##### RAW DATA #####
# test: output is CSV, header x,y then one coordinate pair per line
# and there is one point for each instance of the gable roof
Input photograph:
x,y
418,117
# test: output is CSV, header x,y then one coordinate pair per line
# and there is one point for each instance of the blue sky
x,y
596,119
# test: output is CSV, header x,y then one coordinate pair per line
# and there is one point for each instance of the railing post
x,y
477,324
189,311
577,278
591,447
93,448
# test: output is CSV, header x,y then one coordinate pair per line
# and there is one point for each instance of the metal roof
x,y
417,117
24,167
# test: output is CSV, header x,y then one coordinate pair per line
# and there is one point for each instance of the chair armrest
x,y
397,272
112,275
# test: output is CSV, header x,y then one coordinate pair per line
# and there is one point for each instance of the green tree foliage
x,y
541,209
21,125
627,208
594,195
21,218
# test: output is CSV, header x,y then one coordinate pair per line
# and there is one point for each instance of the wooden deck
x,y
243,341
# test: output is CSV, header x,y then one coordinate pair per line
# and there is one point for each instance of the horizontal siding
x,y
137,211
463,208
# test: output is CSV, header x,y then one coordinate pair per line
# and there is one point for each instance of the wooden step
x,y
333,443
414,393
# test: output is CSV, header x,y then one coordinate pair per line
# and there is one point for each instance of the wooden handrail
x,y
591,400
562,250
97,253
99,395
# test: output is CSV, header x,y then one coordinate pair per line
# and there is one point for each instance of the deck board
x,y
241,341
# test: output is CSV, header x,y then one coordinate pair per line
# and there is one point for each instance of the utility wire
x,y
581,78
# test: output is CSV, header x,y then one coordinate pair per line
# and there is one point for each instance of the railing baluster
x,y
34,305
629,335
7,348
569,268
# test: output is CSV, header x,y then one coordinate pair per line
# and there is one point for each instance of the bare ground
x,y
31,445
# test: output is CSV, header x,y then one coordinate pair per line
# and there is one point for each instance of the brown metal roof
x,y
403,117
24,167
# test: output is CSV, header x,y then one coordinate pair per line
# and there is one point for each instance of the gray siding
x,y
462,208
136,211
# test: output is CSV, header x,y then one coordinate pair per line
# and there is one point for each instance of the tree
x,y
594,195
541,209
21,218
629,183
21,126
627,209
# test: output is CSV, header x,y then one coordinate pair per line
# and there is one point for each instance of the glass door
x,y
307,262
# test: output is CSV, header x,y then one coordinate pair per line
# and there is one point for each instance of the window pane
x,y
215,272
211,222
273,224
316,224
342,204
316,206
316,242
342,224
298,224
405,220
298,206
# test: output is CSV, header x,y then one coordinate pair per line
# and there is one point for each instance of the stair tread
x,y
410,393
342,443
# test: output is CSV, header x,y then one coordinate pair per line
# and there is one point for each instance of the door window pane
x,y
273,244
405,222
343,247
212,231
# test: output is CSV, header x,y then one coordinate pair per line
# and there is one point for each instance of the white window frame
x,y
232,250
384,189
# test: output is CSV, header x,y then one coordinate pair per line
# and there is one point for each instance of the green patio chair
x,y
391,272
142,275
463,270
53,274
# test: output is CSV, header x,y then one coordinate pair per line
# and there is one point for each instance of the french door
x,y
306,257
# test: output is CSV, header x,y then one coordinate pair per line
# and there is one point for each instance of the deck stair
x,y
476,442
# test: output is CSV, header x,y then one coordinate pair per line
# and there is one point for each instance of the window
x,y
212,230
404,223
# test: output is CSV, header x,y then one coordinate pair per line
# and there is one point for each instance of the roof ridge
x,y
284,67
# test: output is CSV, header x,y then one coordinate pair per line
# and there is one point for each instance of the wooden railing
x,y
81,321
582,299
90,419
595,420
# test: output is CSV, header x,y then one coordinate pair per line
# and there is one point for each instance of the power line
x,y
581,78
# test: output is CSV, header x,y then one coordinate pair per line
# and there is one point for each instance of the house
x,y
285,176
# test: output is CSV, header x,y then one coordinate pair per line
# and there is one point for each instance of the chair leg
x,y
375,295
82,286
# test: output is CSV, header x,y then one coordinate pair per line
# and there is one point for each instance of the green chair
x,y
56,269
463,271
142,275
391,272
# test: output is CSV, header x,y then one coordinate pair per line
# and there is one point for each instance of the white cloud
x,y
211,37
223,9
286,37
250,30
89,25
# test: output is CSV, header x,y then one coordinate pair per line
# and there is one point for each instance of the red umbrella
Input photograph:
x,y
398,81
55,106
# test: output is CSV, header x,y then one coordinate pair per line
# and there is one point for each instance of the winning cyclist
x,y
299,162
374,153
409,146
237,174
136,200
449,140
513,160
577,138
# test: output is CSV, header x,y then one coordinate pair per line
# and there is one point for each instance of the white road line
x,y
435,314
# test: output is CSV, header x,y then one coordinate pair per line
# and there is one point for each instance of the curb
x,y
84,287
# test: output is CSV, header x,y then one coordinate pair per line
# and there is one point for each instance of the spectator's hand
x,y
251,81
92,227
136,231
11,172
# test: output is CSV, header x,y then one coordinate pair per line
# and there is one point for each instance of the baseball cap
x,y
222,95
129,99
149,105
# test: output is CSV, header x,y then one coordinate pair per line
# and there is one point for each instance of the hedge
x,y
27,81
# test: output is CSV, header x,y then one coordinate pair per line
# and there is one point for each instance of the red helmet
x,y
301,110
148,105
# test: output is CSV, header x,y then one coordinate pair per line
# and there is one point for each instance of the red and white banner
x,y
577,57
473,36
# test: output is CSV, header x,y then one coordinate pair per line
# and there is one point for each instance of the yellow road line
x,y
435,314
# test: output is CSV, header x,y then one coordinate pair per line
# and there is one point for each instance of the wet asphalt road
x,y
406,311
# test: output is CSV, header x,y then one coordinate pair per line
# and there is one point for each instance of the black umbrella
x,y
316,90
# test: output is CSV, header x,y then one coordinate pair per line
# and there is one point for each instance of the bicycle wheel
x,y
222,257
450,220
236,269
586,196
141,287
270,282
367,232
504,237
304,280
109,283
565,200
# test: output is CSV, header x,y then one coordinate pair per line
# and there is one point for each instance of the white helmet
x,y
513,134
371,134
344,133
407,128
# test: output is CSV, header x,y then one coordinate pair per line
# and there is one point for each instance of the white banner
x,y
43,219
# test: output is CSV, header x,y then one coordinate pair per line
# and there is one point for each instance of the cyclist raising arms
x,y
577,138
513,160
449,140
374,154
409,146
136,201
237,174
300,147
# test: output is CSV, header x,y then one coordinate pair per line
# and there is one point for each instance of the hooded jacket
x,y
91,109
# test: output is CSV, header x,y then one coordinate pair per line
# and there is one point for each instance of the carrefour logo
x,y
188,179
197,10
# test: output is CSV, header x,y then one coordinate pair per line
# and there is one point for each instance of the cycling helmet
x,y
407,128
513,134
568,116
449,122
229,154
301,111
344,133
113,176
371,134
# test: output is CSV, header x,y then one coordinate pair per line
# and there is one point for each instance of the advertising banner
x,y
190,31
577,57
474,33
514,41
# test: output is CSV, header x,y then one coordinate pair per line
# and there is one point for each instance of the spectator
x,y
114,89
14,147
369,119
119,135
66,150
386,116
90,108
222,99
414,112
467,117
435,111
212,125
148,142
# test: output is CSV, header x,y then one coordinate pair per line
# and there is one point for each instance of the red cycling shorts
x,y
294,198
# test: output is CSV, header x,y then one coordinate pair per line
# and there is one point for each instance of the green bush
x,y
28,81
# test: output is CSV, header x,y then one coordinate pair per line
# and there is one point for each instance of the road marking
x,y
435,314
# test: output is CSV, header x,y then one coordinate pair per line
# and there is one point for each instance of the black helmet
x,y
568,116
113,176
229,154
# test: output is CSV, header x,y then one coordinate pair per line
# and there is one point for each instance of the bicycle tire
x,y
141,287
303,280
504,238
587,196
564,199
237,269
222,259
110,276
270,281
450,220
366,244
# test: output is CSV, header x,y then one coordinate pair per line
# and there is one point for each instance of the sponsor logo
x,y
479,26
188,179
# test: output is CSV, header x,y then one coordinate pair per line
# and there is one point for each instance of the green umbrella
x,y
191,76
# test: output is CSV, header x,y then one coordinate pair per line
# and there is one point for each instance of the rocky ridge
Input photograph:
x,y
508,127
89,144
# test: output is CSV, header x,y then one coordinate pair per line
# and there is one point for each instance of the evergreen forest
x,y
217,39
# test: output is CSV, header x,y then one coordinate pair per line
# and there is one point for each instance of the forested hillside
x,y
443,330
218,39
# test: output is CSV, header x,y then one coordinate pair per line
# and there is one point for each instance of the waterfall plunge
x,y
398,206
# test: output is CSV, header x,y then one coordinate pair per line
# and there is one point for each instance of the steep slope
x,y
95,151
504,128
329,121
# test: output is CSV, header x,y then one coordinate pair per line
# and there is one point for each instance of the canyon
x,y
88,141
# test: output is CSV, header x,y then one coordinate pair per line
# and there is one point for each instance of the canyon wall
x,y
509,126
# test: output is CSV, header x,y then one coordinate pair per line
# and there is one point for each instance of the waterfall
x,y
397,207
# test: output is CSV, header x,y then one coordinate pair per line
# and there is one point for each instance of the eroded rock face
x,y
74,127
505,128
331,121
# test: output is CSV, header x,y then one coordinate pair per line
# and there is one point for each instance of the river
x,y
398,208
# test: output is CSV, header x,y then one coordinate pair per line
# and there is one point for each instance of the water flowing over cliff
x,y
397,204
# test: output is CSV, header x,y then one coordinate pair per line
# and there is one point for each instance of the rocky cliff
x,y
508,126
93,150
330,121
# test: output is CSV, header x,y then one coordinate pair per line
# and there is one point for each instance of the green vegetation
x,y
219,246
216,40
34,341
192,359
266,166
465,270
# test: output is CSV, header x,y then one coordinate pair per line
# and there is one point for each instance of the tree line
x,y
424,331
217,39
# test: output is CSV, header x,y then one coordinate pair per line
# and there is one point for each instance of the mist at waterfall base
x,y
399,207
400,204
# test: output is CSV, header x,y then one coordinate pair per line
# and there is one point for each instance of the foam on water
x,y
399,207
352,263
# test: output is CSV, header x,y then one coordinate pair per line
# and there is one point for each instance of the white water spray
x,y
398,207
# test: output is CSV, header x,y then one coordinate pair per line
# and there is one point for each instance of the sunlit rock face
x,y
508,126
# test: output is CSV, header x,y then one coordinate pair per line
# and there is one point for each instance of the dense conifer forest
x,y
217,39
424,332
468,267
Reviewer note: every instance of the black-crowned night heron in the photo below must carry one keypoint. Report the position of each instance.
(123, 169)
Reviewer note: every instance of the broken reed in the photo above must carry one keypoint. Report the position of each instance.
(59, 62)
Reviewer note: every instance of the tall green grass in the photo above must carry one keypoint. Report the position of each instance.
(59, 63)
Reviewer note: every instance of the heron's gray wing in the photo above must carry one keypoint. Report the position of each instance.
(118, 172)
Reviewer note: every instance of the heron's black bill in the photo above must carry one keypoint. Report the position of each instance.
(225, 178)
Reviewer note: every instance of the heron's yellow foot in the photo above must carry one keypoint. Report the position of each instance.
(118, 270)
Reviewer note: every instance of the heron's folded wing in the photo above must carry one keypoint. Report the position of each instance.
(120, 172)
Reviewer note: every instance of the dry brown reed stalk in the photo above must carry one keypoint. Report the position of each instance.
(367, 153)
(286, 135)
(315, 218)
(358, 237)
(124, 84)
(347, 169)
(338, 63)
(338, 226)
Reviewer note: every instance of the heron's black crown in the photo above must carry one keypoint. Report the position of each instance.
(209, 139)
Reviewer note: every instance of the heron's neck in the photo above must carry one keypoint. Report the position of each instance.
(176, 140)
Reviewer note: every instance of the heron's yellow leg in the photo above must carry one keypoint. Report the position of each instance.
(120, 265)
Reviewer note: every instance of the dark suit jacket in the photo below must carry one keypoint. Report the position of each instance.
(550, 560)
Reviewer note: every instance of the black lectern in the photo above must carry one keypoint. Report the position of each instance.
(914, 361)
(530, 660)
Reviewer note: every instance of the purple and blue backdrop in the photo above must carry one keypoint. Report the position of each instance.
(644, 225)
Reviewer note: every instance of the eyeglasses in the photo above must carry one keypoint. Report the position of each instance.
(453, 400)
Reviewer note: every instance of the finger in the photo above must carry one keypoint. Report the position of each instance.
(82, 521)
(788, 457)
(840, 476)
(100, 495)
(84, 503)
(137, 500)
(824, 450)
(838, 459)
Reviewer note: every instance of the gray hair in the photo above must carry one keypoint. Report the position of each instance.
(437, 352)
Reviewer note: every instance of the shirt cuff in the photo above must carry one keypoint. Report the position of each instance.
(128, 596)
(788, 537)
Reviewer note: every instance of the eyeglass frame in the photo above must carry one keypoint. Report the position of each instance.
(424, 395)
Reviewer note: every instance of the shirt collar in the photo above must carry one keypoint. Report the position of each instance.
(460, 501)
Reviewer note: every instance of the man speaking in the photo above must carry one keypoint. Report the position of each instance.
#####
- _EXERCISE BRIEF_: Give the lines exactly as they stand, from the line with "Reviewer note: every instance of the dry" through the end of the material.

- _THE SOLUTION_:
Reviewer note: every instance of the dry brown reed stalk in the photo above must carry one keypoint. Report the position of each instance.
(367, 153)
(286, 135)
(315, 218)
(358, 237)
(124, 84)
(347, 169)
(338, 63)
(338, 226)
Reviewer note: every instance of the heron's black crown in the photo above must carry one keypoint. Report the position of each instance.
(209, 139)
Reviewer note: every instance of the heron's neck in the photo above must carry one keypoint. Report the position of each instance.
(176, 140)
Reviewer note: every instance of the heron's yellow leg in the photo above must carry one keypoint. Report the position of each instance.
(120, 265)
Reviewer note: every instance of the dark suit jacket in the photo below must carry one keypoint. Report the position of each instance.
(550, 560)
Reviewer note: every instance of the black lectern in the photo above must carry one keypoint. Report the position of each instance.
(914, 361)
(530, 660)
Reviewer note: every instance of the purple and blue backdrop in the photo above must carry one keypoint. Report the position of each instance.
(644, 225)
Reviewer note: every instance of the eyeglasses in the photo above must carry one keypoint. Report the position of each instance.
(453, 400)
Reviewer note: every instance of the finger in the photo above must carry one keypoint. Report the position of each instance.
(82, 521)
(788, 457)
(840, 476)
(100, 495)
(84, 503)
(137, 500)
(824, 450)
(838, 459)
Reviewer note: every instance of the gray hair in the photo above must carry one keypoint. Report the position of each instance.
(437, 352)
Reviewer note: every instance of the shirt cuff in the photo above must carry one keypoint. Report the position of each instance.
(128, 596)
(788, 537)
Reviewer note: every instance of the eyeglass frame in the photo above must carry one keypoint. Report the position of each instance.
(424, 395)
Reviewer note: every instance of the shirt collar in the photo above must carry one keypoint. Report the position of each instance.
(460, 501)
Reviewer note: every instance of the man speaking in the photo above must carry one keypoint. Report the position of each instance.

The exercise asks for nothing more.